ABOUT THIS TASK
Gather the lines from the material that contain "text".
START RECORDS FOR THE EXERCISE
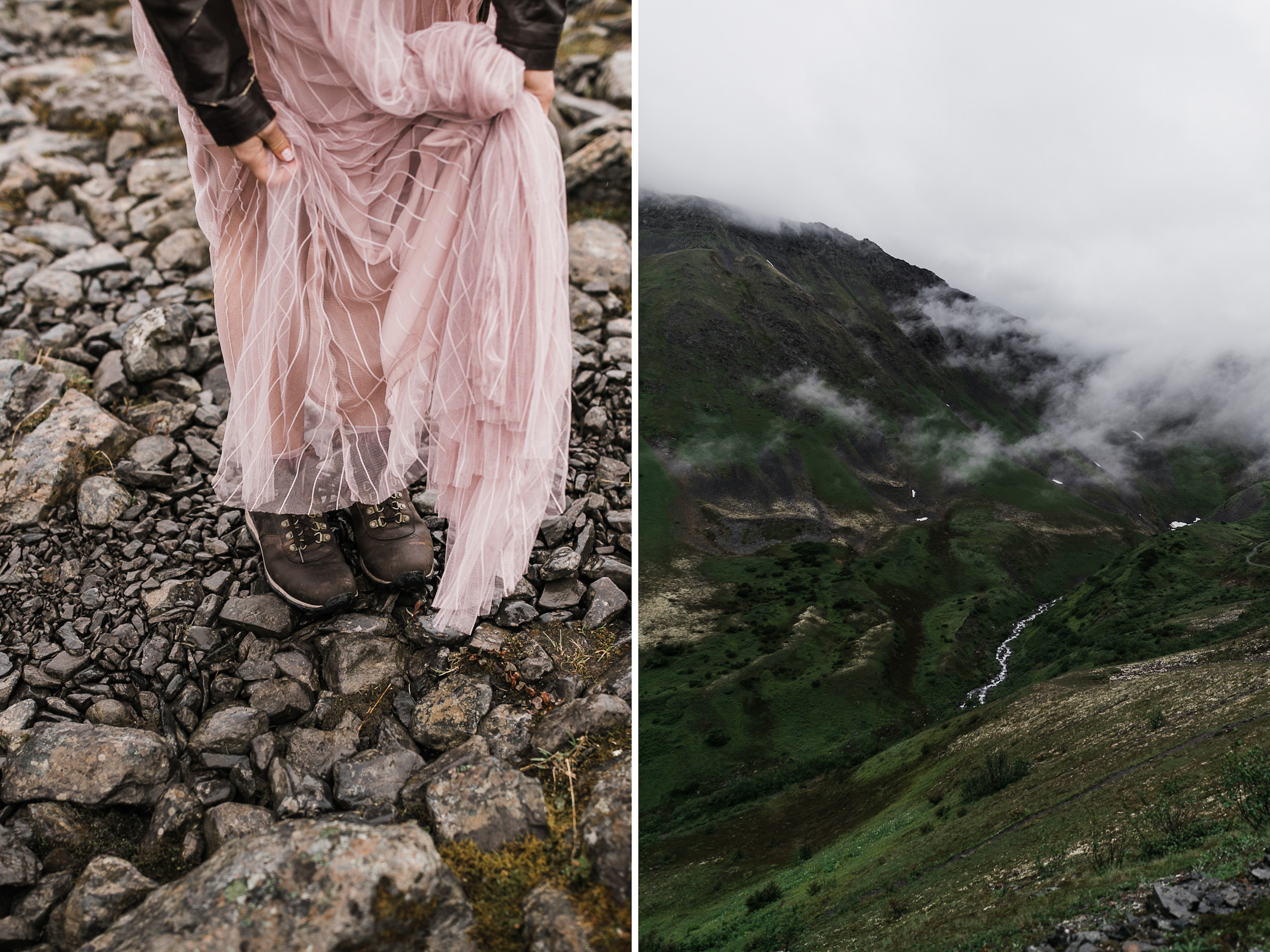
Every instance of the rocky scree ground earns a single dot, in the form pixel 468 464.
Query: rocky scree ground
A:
pixel 182 753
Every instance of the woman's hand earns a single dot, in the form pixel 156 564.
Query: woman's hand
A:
pixel 542 84
pixel 255 154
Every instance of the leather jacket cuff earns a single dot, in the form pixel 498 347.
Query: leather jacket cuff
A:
pixel 531 29
pixel 239 118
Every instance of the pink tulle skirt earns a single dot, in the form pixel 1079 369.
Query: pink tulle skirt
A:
pixel 399 308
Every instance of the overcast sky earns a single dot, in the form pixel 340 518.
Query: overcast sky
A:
pixel 1101 169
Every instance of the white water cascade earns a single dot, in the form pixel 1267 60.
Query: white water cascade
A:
pixel 1004 654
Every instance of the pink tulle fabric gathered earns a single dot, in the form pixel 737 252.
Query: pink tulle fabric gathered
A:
pixel 399 308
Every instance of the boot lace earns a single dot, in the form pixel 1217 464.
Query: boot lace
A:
pixel 394 508
pixel 305 532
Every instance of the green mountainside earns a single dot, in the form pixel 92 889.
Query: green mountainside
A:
pixel 830 560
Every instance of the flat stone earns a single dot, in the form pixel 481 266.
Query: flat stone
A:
pixel 451 712
pixel 597 712
pixel 598 250
pixel 18 865
pixel 507 732
pixel 487 803
pixel 267 615
pixel 54 287
pixel 354 663
pixel 552 925
pixel 372 885
pixel 177 813
pixel 606 602
pixel 295 794
pixel 606 828
pixel 46 468
pixel 90 260
pixel 229 730
pixel 107 889
pixel 314 752
pixel 88 765
pixel 374 777
pixel 174 593
pixel 282 699
pixel 101 502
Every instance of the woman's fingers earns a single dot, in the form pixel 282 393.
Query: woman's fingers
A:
pixel 256 155
pixel 542 84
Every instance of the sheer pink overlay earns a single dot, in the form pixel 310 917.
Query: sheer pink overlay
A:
pixel 400 306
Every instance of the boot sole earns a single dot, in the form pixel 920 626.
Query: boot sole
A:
pixel 404 580
pixel 333 605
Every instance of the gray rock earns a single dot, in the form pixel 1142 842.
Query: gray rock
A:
pixel 488 803
pixel 374 777
pixel 597 712
pixel 507 732
pixel 88 765
pixel 550 922
pixel 354 663
pixel 267 616
pixel 560 564
pixel 14 721
pixel 156 343
pixel 107 888
pixel 225 823
pixel 18 865
pixel 24 387
pixel 229 730
pixel 37 904
pixel 606 828
pixel 382 888
pixel 184 248
pixel 177 813
pixel 606 602
pixel 55 288
pixel 153 452
pixel 56 237
pixel 295 794
pixel 101 502
pixel 598 250
pixel 112 714
pixel 90 260
pixel 314 752
pixel 514 615
pixel 281 699
pixel 451 712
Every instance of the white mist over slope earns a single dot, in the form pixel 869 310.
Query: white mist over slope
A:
pixel 1099 169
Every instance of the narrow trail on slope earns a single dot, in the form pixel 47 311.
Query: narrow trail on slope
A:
pixel 1112 778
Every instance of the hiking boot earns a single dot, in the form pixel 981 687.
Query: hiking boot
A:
pixel 301 560
pixel 393 542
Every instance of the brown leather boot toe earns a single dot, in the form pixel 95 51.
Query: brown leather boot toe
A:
pixel 393 542
pixel 301 560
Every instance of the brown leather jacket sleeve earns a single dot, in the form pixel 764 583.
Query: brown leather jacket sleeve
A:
pixel 212 65
pixel 531 29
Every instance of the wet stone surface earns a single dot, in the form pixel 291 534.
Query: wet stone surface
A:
pixel 148 673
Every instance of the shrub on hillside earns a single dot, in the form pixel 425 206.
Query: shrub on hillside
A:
pixel 997 772
pixel 764 897
pixel 1246 781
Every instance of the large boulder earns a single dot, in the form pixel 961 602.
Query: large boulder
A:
pixel 89 765
pixel 156 343
pixel 606 828
pixel 46 469
pixel 306 885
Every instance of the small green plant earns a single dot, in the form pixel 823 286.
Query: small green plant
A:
pixel 764 897
pixel 1246 785
pixel 996 773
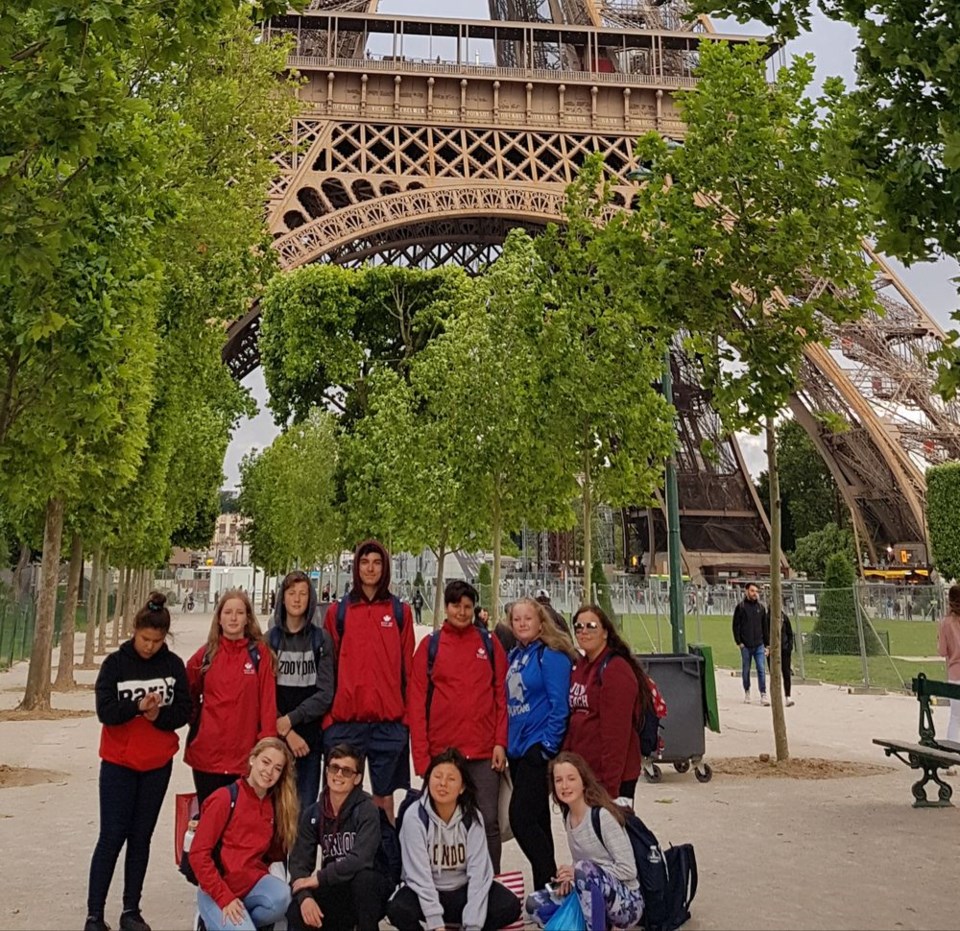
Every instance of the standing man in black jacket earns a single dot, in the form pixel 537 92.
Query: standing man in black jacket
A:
pixel 751 632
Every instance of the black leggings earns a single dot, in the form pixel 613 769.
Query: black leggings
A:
pixel 405 913
pixel 208 783
pixel 130 803
pixel 360 903
pixel 530 815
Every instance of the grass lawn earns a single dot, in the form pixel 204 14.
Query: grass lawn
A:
pixel 649 633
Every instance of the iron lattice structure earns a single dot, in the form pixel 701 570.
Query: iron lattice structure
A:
pixel 424 140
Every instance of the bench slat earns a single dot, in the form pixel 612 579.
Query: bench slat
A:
pixel 943 756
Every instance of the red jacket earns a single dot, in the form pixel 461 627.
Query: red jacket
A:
pixel 239 707
pixel 248 843
pixel 603 720
pixel 373 661
pixel 467 711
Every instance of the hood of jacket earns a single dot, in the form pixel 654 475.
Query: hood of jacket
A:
pixel 383 590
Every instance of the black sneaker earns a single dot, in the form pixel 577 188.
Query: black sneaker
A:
pixel 133 921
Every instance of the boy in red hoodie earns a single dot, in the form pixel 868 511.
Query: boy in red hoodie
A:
pixel 374 655
pixel 461 703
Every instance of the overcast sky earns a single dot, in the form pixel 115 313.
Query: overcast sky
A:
pixel 831 43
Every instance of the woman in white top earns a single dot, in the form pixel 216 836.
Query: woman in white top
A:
pixel 604 872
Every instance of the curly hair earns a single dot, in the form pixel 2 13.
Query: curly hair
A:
pixel 550 634
pixel 286 801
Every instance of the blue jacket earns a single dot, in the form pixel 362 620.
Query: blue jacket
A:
pixel 538 703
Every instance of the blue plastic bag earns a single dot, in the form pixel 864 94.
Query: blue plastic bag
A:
pixel 568 917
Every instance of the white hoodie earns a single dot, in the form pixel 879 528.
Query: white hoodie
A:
pixel 443 855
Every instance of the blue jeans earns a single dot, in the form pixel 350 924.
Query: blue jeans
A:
pixel 756 654
pixel 308 777
pixel 264 904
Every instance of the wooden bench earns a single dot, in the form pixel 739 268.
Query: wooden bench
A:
pixel 929 754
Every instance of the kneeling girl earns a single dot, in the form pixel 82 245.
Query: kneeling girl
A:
pixel 238 892
pixel 604 871
pixel 447 872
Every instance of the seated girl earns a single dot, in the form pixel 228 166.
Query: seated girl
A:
pixel 447 873
pixel 237 893
pixel 604 872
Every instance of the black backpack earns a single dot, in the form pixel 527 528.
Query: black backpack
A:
pixel 668 881
pixel 185 867
pixel 275 639
pixel 648 728
pixel 434 646
pixel 253 651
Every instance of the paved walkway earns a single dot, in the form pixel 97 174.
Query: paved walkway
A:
pixel 773 853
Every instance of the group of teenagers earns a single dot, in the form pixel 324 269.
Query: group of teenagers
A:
pixel 324 697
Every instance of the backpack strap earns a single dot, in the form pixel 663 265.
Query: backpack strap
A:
pixel 434 646
pixel 595 821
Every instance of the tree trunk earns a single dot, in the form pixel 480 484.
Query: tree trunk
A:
pixel 65 680
pixel 494 608
pixel 129 595
pixel 37 695
pixel 22 562
pixel 102 611
pixel 776 596
pixel 93 592
pixel 441 552
pixel 587 533
pixel 123 583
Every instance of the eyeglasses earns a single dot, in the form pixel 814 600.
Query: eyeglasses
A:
pixel 337 770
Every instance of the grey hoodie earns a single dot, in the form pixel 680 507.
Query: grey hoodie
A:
pixel 304 683
pixel 443 855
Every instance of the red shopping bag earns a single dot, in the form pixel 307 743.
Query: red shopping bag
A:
pixel 186 809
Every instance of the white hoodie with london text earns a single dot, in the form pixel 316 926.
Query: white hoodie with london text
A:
pixel 443 855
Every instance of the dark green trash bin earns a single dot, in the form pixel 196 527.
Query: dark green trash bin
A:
pixel 679 677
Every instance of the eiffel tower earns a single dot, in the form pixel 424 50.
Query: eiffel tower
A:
pixel 424 140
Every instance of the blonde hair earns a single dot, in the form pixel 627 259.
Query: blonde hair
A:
pixel 286 802
pixel 550 634
pixel 594 794
pixel 251 629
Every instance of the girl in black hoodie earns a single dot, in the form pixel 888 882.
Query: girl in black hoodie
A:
pixel 350 888
pixel 142 698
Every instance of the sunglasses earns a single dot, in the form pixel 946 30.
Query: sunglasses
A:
pixel 337 770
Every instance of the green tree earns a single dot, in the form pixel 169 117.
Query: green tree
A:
pixel 809 494
pixel 602 588
pixel 603 345
pixel 483 376
pixel 836 630
pixel 757 205
pixel 287 494
pixel 326 329
pixel 908 148
pixel 814 550
pixel 943 518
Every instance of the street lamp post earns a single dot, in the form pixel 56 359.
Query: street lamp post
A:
pixel 673 529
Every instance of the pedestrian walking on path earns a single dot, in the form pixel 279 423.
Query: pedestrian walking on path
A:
pixel 142 699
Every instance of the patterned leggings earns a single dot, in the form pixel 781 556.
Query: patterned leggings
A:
pixel 605 900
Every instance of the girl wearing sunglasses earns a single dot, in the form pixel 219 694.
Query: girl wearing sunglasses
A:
pixel 609 695
pixel 343 826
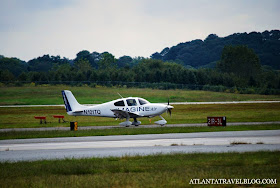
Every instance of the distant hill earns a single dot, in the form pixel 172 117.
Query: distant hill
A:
pixel 199 53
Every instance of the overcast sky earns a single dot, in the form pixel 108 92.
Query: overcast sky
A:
pixel 32 28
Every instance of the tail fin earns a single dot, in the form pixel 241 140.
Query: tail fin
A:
pixel 70 102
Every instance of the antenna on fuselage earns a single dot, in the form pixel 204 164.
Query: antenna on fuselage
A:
pixel 119 95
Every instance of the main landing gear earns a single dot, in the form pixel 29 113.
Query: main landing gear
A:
pixel 127 123
pixel 161 122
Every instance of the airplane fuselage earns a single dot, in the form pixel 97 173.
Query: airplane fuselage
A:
pixel 105 109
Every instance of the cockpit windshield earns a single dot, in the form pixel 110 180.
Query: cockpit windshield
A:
pixel 142 102
pixel 131 102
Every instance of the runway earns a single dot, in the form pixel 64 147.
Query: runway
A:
pixel 172 103
pixel 130 145
pixel 131 127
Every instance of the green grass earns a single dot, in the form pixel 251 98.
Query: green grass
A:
pixel 128 131
pixel 46 94
pixel 24 117
pixel 141 171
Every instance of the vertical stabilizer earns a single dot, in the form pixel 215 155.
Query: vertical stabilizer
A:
pixel 70 102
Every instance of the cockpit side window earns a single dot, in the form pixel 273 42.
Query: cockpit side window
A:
pixel 131 102
pixel 142 102
pixel 119 103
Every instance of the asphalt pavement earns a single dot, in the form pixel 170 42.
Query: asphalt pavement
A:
pixel 130 145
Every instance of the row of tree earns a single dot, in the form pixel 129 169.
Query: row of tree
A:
pixel 238 67
pixel 205 53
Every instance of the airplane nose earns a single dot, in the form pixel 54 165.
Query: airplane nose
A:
pixel 169 108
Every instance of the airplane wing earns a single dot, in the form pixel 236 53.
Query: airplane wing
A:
pixel 124 114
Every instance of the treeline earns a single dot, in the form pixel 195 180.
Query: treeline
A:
pixel 205 53
pixel 238 70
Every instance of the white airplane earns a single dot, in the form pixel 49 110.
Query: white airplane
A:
pixel 131 107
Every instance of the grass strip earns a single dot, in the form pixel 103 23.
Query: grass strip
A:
pixel 130 131
pixel 51 94
pixel 172 170
pixel 181 114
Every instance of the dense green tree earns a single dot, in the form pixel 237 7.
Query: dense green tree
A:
pixel 107 61
pixel 241 61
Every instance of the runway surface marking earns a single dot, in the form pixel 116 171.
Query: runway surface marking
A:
pixel 140 126
pixel 105 146
pixel 172 103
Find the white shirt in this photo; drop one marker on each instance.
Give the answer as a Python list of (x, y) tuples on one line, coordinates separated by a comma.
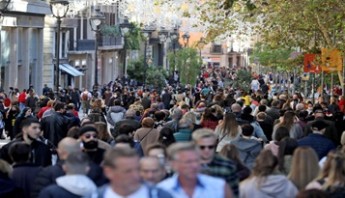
[(142, 192), (207, 187)]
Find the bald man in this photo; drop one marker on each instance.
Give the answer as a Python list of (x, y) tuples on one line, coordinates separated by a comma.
[(151, 170)]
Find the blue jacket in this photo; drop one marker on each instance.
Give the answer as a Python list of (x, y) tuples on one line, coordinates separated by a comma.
[(321, 144)]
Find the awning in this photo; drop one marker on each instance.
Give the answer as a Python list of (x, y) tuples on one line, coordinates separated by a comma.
[(70, 70)]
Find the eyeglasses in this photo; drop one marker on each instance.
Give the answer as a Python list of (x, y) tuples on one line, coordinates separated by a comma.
[(203, 147), (88, 136)]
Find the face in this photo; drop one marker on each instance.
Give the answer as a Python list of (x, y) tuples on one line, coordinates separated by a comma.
[(125, 173), (207, 148), (187, 164), (89, 136), (33, 130), (151, 171)]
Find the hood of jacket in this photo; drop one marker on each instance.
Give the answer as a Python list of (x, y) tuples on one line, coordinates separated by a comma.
[(117, 109), (243, 144), (77, 184), (275, 185)]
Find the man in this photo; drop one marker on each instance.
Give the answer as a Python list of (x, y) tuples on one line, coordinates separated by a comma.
[(184, 134), (128, 120), (248, 147), (188, 182), (55, 126), (331, 131), (40, 152), (89, 140), (212, 163), (152, 170), (317, 140), (75, 183), (121, 167)]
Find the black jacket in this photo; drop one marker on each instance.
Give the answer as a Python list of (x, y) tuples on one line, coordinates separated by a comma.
[(40, 153), (55, 127), (48, 176), (23, 175)]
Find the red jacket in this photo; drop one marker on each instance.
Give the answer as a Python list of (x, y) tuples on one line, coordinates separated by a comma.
[(22, 97)]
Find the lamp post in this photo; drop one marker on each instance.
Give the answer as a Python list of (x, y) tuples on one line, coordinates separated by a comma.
[(163, 36), (125, 27), (59, 9), (95, 22), (185, 38), (174, 36), (3, 7), (147, 35)]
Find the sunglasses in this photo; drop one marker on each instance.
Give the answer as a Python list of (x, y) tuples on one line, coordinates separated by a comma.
[(88, 136), (210, 147)]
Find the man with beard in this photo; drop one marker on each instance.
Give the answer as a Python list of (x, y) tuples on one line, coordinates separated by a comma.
[(89, 140), (40, 152)]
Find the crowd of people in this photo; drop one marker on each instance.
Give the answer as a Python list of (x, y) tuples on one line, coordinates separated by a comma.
[(207, 140)]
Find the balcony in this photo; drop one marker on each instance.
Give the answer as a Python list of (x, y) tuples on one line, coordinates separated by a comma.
[(105, 43), (216, 49)]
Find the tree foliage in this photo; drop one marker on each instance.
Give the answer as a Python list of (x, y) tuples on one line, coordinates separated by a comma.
[(187, 61)]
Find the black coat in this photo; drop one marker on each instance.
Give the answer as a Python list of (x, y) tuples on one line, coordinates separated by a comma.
[(40, 153), (23, 175), (55, 191), (48, 176), (55, 127)]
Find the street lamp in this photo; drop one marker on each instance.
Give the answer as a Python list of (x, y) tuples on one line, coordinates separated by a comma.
[(95, 22), (125, 27), (201, 44), (185, 38), (147, 35), (59, 9)]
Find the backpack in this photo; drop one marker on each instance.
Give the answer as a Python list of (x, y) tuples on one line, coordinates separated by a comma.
[(84, 96)]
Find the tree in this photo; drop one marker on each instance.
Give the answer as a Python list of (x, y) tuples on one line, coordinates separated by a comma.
[(187, 61)]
END RECORDS FOR THE EXERCISE
COMPLETED TASK
Every instance of the white hoodie with london text earns a single dot, in the form pixel 316 926.
Query: white hoodie with london text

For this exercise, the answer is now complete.